Task brief => Count the lines below that contain the string "village" with matching case, and reply with that number alone.

-- start Material to process --

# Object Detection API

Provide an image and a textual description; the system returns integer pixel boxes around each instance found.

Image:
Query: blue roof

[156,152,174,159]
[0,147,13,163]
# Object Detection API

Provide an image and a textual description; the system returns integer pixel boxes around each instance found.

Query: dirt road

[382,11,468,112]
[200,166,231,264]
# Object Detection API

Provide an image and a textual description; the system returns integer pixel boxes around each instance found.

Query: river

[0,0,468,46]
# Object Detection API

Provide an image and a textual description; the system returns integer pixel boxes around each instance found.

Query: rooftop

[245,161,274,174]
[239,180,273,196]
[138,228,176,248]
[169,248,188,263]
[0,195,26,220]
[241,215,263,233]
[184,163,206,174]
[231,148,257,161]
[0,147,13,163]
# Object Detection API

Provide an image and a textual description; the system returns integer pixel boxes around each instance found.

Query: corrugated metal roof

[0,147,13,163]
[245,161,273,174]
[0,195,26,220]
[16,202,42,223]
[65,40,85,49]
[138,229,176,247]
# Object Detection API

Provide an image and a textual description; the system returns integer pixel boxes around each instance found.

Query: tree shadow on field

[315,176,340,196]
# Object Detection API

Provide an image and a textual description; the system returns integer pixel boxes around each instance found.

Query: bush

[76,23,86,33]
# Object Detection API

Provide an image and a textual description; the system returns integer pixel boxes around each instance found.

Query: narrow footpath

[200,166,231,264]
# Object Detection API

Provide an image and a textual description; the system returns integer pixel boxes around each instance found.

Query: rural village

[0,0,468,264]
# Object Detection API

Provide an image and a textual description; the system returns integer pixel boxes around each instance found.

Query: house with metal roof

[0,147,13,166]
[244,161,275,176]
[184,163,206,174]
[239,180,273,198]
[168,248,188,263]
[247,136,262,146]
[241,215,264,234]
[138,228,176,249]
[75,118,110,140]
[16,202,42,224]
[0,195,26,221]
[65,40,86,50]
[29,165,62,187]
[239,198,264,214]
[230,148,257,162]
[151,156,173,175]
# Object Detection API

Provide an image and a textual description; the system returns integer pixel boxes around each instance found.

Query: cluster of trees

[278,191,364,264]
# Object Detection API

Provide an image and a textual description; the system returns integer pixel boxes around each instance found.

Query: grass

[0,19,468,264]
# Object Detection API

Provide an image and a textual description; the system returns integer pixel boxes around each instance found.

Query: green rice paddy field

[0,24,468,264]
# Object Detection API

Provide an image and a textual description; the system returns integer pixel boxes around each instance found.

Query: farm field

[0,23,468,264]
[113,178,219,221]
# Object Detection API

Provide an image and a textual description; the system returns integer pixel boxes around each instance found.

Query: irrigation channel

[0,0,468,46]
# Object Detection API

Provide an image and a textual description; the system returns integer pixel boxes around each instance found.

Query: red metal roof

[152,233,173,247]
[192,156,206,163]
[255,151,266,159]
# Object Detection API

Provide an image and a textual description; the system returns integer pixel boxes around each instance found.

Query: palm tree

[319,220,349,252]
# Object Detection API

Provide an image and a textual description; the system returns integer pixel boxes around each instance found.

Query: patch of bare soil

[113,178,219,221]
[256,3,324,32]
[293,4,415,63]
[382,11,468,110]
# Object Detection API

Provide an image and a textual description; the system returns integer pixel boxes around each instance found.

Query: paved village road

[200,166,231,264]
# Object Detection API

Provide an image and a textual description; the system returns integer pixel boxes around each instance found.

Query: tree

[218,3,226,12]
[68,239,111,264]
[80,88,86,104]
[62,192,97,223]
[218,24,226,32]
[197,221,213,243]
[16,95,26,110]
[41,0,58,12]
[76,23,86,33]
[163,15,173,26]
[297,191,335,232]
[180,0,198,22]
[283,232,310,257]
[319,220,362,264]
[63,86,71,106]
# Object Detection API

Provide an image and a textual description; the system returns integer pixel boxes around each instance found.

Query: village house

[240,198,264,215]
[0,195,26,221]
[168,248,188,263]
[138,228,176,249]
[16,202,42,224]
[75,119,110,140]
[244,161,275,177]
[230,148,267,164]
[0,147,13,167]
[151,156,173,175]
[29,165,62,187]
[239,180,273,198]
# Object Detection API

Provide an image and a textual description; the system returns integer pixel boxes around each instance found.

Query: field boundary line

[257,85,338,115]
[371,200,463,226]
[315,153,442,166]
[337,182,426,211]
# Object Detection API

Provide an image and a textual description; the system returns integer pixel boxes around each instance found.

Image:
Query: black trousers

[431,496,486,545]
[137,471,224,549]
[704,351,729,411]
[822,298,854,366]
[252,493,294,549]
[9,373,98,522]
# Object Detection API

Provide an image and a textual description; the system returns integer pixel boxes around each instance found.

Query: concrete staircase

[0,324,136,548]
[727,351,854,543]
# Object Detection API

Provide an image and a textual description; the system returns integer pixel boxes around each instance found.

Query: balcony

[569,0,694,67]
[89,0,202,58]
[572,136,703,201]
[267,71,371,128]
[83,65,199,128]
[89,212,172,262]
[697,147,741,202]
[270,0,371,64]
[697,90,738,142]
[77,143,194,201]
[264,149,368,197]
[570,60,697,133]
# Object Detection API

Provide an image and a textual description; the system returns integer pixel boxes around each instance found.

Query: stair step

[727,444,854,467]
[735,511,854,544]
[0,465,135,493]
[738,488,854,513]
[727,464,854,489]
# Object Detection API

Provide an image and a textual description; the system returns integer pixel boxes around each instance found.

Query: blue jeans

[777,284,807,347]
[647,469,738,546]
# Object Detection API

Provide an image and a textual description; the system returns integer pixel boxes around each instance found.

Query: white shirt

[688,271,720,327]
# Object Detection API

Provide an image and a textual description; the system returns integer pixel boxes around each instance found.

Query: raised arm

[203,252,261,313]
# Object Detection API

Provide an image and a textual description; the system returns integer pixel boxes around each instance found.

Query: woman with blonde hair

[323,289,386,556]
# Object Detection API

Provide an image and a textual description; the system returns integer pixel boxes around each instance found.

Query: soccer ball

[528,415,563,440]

-- end Material to process --

Complete response => 3